### What you are asked to do:
Show every line from the entries that follow which holds the word "carved".

### Data for this exercise:
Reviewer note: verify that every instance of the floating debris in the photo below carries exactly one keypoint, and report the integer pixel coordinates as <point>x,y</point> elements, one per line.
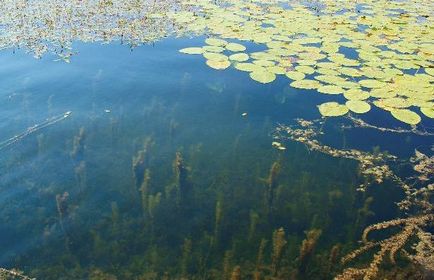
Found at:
<point>34,129</point>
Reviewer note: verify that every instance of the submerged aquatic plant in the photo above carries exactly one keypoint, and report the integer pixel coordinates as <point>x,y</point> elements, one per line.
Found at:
<point>7,274</point>
<point>412,226</point>
<point>417,199</point>
<point>373,166</point>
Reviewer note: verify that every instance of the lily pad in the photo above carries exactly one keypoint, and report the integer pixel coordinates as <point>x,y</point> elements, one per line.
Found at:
<point>263,76</point>
<point>358,106</point>
<point>218,64</point>
<point>216,42</point>
<point>240,57</point>
<point>192,50</point>
<point>329,89</point>
<point>406,116</point>
<point>295,75</point>
<point>306,84</point>
<point>428,111</point>
<point>235,47</point>
<point>332,109</point>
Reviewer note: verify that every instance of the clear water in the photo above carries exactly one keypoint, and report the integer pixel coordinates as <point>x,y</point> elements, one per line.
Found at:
<point>122,98</point>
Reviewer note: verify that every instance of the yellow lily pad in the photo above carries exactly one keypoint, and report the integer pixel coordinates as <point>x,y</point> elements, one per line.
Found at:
<point>192,50</point>
<point>295,75</point>
<point>218,64</point>
<point>358,106</point>
<point>332,109</point>
<point>428,111</point>
<point>263,76</point>
<point>356,94</point>
<point>235,47</point>
<point>216,42</point>
<point>406,116</point>
<point>329,89</point>
<point>240,57</point>
<point>306,84</point>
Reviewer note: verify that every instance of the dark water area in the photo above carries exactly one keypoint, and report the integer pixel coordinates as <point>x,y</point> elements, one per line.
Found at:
<point>145,163</point>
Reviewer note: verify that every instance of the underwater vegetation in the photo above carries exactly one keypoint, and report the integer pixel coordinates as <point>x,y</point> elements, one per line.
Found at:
<point>147,196</point>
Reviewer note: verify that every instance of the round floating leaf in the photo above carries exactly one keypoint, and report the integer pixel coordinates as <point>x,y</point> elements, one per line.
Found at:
<point>192,50</point>
<point>370,83</point>
<point>263,76</point>
<point>358,106</point>
<point>215,56</point>
<point>305,69</point>
<point>247,67</point>
<point>328,89</point>
<point>295,75</point>
<point>235,47</point>
<point>332,109</point>
<point>428,111</point>
<point>306,84</point>
<point>406,116</point>
<point>240,57</point>
<point>218,64</point>
<point>356,94</point>
<point>216,42</point>
<point>264,63</point>
<point>213,49</point>
<point>278,70</point>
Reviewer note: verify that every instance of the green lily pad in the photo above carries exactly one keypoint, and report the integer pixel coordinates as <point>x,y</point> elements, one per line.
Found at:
<point>332,109</point>
<point>216,42</point>
<point>239,57</point>
<point>235,47</point>
<point>306,84</point>
<point>406,116</point>
<point>358,106</point>
<point>218,64</point>
<point>263,76</point>
<point>428,111</point>
<point>192,50</point>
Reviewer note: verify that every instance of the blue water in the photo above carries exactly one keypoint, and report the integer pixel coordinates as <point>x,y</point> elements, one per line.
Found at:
<point>120,97</point>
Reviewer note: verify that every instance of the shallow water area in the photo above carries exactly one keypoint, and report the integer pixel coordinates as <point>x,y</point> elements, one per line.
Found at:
<point>161,156</point>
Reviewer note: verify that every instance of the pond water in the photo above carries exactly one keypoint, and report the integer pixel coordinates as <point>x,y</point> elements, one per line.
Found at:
<point>143,162</point>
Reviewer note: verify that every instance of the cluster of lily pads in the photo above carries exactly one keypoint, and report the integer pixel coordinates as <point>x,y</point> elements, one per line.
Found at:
<point>370,52</point>
<point>390,42</point>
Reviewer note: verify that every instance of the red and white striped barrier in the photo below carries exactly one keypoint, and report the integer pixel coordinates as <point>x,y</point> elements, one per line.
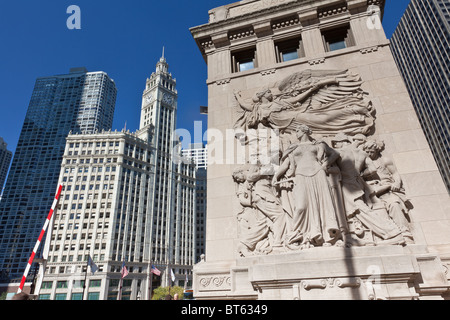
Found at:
<point>30,261</point>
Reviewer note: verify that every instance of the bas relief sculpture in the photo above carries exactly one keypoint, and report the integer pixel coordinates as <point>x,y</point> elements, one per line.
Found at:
<point>330,184</point>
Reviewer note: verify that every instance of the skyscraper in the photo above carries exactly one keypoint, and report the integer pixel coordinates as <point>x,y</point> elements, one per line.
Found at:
<point>125,200</point>
<point>198,153</point>
<point>80,101</point>
<point>5,161</point>
<point>420,47</point>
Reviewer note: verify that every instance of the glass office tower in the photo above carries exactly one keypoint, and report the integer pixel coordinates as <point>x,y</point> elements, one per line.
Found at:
<point>420,47</point>
<point>78,102</point>
<point>5,161</point>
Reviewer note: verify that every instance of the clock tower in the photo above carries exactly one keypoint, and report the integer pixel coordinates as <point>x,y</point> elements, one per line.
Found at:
<point>159,104</point>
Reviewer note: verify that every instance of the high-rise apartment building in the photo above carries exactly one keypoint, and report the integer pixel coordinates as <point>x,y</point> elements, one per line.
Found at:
<point>420,47</point>
<point>5,161</point>
<point>81,102</point>
<point>198,153</point>
<point>126,199</point>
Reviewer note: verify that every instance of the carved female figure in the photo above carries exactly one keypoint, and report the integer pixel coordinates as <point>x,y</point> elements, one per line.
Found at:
<point>314,220</point>
<point>324,102</point>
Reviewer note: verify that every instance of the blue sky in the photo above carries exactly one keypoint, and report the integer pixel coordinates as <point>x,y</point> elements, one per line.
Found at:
<point>122,38</point>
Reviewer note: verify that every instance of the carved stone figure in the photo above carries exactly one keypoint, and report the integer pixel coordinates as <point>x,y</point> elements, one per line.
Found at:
<point>326,101</point>
<point>253,226</point>
<point>384,178</point>
<point>265,201</point>
<point>315,193</point>
<point>315,221</point>
<point>359,199</point>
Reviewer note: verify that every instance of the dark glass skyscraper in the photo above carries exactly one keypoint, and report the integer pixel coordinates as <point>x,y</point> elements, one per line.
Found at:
<point>420,46</point>
<point>80,101</point>
<point>5,161</point>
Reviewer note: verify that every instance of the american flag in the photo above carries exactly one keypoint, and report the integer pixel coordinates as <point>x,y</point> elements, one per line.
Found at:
<point>155,270</point>
<point>124,271</point>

### Answer box:
Reviewer note: verify that every instance of the carved female figure in the photo above carries exactly one keypoint, and report the integer pixel coordinates as <point>x,y</point> elements, one per line.
Reviewer note: verify that every instance of the carved stone figure in the photo above carries exactly one keypoint, and report the integer pixel coordinates as <point>x,y</point> elements, one per line.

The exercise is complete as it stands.